Dataset excerpt
··········

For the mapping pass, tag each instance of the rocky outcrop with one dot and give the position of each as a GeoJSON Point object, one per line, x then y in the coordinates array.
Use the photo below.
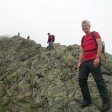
{"type": "Point", "coordinates": [34, 79]}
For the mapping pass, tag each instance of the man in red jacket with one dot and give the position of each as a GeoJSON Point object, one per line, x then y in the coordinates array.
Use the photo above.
{"type": "Point", "coordinates": [50, 41]}
{"type": "Point", "coordinates": [89, 62]}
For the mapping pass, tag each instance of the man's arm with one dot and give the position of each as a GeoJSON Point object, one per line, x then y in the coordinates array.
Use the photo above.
{"type": "Point", "coordinates": [99, 50]}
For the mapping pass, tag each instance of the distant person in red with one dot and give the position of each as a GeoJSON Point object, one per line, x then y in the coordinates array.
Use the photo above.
{"type": "Point", "coordinates": [50, 41]}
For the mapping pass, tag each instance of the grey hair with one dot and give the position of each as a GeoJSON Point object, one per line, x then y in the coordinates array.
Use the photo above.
{"type": "Point", "coordinates": [87, 22]}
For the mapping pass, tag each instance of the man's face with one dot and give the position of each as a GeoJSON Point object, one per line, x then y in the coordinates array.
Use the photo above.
{"type": "Point", "coordinates": [86, 27]}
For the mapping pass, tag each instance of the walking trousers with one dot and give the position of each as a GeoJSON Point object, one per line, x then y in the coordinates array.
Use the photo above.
{"type": "Point", "coordinates": [84, 70]}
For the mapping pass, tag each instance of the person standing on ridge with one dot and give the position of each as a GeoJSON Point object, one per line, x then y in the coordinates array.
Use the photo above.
{"type": "Point", "coordinates": [50, 41]}
{"type": "Point", "coordinates": [89, 62]}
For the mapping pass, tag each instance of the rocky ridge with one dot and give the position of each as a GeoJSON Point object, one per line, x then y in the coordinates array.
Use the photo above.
{"type": "Point", "coordinates": [34, 79]}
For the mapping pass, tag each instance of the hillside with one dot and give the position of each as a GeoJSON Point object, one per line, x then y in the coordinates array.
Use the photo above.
{"type": "Point", "coordinates": [33, 79]}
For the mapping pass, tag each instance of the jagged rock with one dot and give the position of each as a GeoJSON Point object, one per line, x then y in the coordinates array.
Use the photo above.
{"type": "Point", "coordinates": [34, 79]}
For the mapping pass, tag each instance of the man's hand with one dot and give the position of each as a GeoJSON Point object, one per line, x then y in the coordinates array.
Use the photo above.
{"type": "Point", "coordinates": [96, 62]}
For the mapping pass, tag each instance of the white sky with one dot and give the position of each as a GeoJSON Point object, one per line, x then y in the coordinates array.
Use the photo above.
{"type": "Point", "coordinates": [59, 17]}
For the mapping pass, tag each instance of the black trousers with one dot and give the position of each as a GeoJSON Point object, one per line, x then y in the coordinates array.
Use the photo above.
{"type": "Point", "coordinates": [84, 70]}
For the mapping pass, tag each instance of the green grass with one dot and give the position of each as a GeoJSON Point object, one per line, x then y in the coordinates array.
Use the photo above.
{"type": "Point", "coordinates": [2, 109]}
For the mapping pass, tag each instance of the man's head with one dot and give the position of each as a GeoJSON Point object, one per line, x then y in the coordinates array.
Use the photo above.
{"type": "Point", "coordinates": [86, 26]}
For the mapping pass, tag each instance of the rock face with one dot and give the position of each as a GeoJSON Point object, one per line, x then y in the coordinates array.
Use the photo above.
{"type": "Point", "coordinates": [33, 79]}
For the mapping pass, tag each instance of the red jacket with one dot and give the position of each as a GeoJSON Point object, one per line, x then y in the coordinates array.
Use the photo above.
{"type": "Point", "coordinates": [88, 44]}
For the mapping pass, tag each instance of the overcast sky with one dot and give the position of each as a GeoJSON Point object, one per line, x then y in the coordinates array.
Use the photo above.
{"type": "Point", "coordinates": [59, 17]}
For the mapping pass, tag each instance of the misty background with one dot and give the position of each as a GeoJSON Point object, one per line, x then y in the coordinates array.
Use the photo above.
{"type": "Point", "coordinates": [61, 18]}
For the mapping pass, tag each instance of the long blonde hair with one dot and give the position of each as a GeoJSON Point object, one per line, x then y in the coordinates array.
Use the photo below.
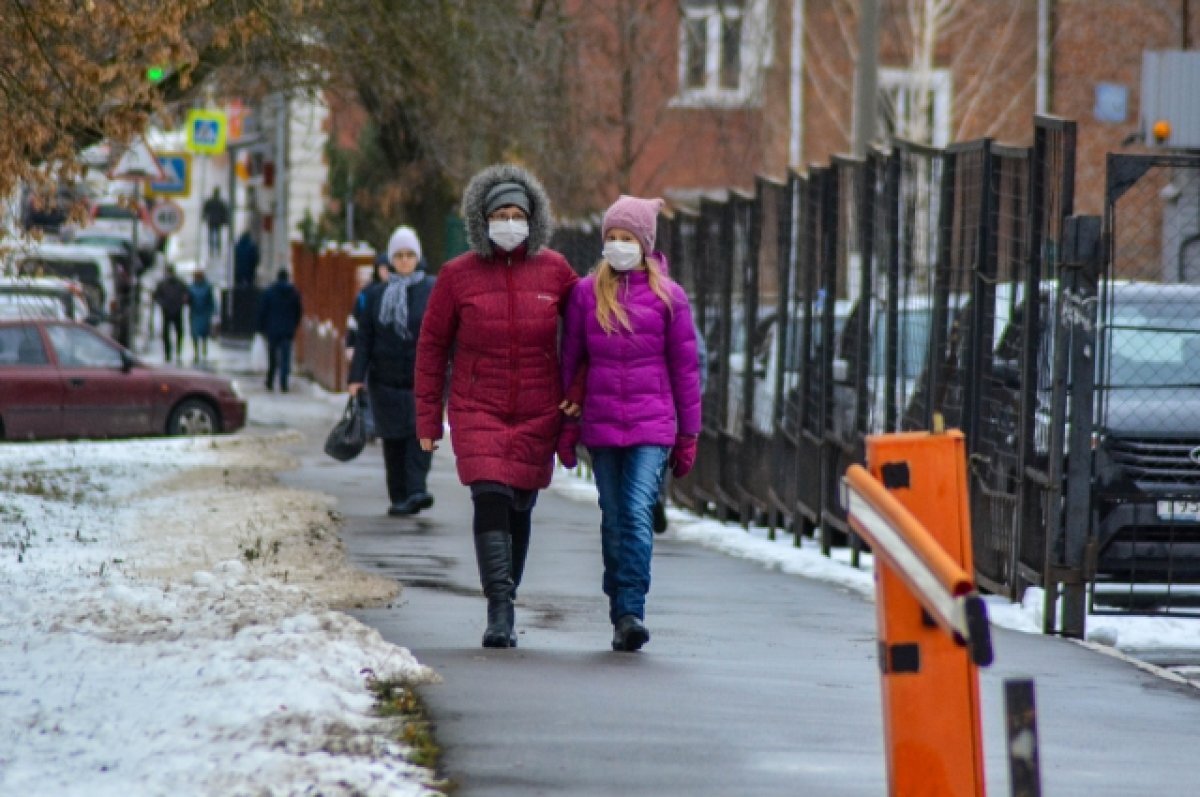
{"type": "Point", "coordinates": [609, 306]}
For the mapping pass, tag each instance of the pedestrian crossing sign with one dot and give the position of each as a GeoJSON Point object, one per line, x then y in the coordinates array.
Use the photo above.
{"type": "Point", "coordinates": [207, 131]}
{"type": "Point", "coordinates": [178, 169]}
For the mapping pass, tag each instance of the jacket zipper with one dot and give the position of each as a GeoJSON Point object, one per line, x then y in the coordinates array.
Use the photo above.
{"type": "Point", "coordinates": [513, 341]}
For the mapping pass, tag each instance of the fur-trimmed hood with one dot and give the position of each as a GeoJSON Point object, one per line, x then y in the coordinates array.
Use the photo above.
{"type": "Point", "coordinates": [541, 222]}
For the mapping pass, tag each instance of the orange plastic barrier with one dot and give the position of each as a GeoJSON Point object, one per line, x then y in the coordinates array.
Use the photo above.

··········

## GIVEN PROBLEM:
Repeat verbatim the lines from the one holding "For the mapping pass, tag each instance of the red" through the end of the listing above, both ends included, but not the pictures.

## RESPONSE:
For the mapping pass, tag each instance of the red jacket with one dot and give the position of each as a GeoJSON Point object, one per line, x then y in the coordinates array.
Use the photo above.
{"type": "Point", "coordinates": [88, 44]}
For the mapping pass, tag each instance of the overcast sky with one dot and give the position of each as a GeoJSON Point object, one per line, x then y in the coordinates array.
Use the photo above.
{"type": "Point", "coordinates": [59, 17]}
For the mapping pass, tag each instance of the misty background with one dot and give the position of each as a GeoJSON Point object, one per line, x then y in the coordinates array.
Use the photo above.
{"type": "Point", "coordinates": [61, 18]}
For the mapping pass, tag each instance of the long blonde hair with one dot and give the position of each as a GeoJSON Point object, one per line, x then y in the coordinates array.
Use the photo below.
{"type": "Point", "coordinates": [609, 306]}
For the mapping pass, tag each instance of the pedestrian crossing sign with one dot and give the position of each as a GeoJSON Point object, one per line, x then y in the coordinates array.
Use the photo above.
{"type": "Point", "coordinates": [207, 131]}
{"type": "Point", "coordinates": [178, 169]}
For the mapping pass, tag each instance of the jacket zipper with one dot and give the position of each as a GeoJSON Point object, one per line, x then y in the coordinates array.
Use the photo above.
{"type": "Point", "coordinates": [513, 341]}
For the mapping pass, tag each instance of the fur-trimmed hood with one dot and give the position of each as a GeoJSON Point object, one per line, x then y in the coordinates array.
Use the photo above.
{"type": "Point", "coordinates": [541, 222]}
For the mapping pass, tag each instance of the orange plastic barrier with one dot and give the position of each as a GeoJSON Point object, one per line, x then y in the coordinates array.
Use the photo above.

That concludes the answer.